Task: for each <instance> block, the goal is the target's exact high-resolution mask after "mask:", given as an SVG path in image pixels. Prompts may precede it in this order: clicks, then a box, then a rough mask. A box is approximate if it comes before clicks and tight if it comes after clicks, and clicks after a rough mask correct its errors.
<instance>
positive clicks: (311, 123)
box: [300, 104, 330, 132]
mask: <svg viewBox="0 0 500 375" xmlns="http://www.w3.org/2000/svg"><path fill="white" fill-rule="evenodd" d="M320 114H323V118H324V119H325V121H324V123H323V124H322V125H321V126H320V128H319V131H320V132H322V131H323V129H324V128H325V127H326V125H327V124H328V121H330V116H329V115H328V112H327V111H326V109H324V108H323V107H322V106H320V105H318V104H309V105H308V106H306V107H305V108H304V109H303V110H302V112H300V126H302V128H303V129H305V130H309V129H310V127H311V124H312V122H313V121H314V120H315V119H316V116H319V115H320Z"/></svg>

______

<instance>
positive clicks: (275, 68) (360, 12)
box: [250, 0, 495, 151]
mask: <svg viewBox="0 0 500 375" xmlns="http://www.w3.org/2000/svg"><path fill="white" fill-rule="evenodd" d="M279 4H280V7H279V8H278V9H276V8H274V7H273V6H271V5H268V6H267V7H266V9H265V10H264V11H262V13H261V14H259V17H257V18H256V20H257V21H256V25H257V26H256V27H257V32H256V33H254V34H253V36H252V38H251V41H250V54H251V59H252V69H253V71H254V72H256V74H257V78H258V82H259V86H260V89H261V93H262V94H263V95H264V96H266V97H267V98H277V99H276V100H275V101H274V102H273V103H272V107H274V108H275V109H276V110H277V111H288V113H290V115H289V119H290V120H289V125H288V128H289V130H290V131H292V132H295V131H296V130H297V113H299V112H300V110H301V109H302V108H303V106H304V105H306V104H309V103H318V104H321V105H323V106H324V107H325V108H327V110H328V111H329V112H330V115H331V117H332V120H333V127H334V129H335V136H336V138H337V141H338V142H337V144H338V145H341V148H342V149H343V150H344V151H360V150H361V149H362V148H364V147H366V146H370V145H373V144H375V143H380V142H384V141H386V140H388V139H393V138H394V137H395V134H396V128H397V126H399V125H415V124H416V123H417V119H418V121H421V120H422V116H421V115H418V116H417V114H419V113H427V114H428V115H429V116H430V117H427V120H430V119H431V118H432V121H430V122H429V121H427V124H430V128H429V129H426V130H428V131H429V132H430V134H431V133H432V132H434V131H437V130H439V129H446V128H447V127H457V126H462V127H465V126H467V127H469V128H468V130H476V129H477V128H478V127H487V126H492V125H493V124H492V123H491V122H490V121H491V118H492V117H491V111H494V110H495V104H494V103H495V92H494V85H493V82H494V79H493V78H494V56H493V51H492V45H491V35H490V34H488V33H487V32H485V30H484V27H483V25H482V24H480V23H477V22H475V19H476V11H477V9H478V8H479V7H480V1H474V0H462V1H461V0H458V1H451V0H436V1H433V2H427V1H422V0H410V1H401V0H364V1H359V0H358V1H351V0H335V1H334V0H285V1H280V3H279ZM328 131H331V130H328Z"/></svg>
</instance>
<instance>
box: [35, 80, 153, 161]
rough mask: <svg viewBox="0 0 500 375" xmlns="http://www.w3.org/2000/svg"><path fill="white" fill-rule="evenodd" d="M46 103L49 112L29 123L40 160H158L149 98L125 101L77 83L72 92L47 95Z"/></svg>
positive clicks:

______

Extract from the material above the lines that run from the one containing "Task: for each" through the one containing "box: [300, 104, 330, 132]", both included, and reproduce them without any change.

Task: for each <instance> block, the goal is the target's exact high-resolution mask after "mask:", given as an SVG path in image pixels. Prompts may precede it in this order: clicks, then a box, then a rough mask. A box is approximate if it comes before clicks and tight if it comes after clicks, and clicks after a rough mask correct its errors.
<instance>
positive clicks: (311, 123)
box: [300, 104, 330, 132]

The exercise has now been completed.